* _Given task_
Pull out each line of the listing below that contains the string "trunk". Case counts, so a line matches only when its letters are uppercase and lowercase the same way.

* _Data listing_
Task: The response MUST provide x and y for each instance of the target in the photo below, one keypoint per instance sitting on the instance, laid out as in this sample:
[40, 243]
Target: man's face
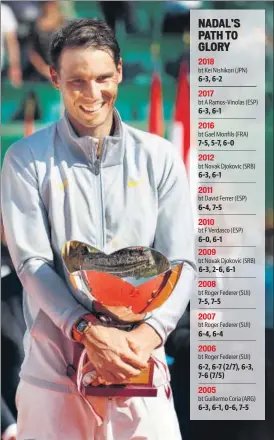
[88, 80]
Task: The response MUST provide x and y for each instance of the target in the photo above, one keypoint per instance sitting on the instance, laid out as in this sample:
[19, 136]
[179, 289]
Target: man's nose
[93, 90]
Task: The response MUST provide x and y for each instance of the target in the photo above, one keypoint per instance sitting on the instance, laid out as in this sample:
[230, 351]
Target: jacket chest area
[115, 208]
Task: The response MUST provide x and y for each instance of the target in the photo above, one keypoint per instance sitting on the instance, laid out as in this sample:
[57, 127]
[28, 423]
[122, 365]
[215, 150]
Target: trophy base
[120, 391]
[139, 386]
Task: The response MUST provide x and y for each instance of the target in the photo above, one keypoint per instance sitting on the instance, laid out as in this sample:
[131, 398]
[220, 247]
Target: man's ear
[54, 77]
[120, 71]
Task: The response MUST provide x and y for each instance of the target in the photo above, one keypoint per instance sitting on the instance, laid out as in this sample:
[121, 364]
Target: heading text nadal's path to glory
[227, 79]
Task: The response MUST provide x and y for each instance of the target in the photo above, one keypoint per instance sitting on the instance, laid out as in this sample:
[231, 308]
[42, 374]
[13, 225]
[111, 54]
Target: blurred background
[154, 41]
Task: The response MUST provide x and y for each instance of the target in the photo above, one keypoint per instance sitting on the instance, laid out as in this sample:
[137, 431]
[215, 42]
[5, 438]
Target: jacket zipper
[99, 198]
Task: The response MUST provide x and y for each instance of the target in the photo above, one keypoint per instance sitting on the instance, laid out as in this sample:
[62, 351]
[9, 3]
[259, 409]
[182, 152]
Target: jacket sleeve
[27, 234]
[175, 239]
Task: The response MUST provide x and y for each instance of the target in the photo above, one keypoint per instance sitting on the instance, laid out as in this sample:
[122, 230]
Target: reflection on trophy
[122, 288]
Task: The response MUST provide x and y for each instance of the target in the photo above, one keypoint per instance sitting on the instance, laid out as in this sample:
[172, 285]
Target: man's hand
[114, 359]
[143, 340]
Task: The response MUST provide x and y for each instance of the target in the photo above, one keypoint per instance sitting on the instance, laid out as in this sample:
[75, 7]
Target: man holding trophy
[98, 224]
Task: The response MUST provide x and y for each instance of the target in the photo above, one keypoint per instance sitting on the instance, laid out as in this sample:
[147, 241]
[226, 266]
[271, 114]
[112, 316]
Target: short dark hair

---

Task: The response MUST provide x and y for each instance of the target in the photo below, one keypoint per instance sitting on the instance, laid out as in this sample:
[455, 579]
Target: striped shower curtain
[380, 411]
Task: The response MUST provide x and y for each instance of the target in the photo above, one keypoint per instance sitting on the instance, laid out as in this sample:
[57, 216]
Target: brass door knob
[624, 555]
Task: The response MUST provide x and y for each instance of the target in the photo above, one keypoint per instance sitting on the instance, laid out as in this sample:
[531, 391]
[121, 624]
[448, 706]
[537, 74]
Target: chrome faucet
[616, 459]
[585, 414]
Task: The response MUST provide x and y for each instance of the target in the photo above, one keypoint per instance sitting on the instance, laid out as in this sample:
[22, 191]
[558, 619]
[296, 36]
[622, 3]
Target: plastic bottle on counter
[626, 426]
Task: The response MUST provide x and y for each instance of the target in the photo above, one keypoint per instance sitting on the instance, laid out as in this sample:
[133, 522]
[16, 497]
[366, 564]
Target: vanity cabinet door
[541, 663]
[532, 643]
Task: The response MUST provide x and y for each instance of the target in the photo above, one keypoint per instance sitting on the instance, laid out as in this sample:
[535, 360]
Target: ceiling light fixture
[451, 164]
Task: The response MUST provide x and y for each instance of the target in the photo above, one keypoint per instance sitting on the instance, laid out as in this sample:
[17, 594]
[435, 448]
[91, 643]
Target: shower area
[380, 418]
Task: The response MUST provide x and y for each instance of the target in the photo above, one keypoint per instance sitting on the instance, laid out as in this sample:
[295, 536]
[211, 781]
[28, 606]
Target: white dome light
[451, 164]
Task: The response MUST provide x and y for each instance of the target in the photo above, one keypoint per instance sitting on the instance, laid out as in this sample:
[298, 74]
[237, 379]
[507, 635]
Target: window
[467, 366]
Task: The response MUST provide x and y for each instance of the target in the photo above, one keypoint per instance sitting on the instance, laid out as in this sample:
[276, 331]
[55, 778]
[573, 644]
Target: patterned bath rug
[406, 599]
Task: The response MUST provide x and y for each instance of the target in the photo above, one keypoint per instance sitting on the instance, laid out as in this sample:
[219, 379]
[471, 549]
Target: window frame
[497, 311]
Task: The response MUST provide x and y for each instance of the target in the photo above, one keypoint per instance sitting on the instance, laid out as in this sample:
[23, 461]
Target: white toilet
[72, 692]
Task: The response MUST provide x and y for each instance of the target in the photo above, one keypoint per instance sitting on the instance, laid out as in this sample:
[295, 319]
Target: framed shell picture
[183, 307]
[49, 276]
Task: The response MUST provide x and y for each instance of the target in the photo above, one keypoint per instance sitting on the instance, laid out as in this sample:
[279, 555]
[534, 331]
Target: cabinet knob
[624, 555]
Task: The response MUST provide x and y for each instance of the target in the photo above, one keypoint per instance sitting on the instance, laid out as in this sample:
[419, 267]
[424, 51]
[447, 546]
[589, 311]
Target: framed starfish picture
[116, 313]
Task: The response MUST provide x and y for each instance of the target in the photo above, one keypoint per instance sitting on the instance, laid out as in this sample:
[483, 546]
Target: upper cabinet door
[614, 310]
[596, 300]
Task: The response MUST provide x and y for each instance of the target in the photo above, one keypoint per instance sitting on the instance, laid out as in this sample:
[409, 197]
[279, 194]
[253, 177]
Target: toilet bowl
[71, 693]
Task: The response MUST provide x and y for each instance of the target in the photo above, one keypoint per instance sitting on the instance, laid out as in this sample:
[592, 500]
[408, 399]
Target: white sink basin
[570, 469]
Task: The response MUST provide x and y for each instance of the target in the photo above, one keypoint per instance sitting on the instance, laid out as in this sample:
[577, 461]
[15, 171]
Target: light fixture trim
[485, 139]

...

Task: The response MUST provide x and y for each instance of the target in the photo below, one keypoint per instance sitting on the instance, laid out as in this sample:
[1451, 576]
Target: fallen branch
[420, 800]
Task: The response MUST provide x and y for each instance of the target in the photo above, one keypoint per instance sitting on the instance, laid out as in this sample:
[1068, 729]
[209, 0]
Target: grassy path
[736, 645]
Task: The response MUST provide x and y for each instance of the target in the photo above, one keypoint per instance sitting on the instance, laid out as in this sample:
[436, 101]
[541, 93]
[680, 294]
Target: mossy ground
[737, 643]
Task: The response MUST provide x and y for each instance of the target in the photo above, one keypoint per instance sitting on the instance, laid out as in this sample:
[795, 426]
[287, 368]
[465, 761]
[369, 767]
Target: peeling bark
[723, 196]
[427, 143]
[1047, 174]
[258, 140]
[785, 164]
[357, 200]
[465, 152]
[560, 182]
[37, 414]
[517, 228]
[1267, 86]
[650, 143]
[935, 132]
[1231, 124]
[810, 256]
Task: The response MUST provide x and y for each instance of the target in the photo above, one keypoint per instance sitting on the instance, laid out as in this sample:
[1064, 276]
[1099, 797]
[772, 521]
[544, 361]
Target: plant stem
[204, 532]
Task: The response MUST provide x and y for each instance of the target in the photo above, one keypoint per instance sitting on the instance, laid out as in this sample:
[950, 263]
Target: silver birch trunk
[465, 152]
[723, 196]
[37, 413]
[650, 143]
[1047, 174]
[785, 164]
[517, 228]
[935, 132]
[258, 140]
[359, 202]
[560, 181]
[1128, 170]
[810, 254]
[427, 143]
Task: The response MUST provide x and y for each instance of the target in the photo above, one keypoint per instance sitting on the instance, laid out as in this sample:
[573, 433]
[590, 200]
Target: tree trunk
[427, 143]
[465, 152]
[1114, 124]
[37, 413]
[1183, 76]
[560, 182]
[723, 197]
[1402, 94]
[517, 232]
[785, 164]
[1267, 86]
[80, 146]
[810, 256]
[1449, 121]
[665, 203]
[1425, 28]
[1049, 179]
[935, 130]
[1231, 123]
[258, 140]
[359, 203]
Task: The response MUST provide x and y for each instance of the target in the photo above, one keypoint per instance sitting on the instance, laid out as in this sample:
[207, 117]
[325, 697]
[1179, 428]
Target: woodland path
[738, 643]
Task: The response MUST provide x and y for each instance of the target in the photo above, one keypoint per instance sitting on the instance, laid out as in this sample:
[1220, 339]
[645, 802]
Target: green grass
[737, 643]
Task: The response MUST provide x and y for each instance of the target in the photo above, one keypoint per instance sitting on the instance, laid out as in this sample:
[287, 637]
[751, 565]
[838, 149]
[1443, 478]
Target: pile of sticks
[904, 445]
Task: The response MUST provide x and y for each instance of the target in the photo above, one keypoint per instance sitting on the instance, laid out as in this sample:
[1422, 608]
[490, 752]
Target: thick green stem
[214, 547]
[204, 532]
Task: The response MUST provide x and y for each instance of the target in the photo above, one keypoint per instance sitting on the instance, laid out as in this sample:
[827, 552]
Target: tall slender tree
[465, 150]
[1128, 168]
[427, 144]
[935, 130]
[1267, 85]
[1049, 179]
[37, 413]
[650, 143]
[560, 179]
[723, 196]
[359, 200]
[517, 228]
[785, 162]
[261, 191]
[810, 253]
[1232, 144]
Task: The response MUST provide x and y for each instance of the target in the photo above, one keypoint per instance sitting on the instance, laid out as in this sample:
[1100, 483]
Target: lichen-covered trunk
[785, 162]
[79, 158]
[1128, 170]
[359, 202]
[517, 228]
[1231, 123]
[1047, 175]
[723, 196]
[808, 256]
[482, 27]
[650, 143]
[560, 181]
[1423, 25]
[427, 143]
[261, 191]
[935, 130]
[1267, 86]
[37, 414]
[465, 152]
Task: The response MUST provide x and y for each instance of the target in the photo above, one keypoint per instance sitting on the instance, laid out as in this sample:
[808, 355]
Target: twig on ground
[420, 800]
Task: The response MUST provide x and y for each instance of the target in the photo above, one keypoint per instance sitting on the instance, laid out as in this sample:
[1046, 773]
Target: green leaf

* _Exercise response_
Target: silver birch trunk
Target: tree trunk
Target: lichen-covered trunk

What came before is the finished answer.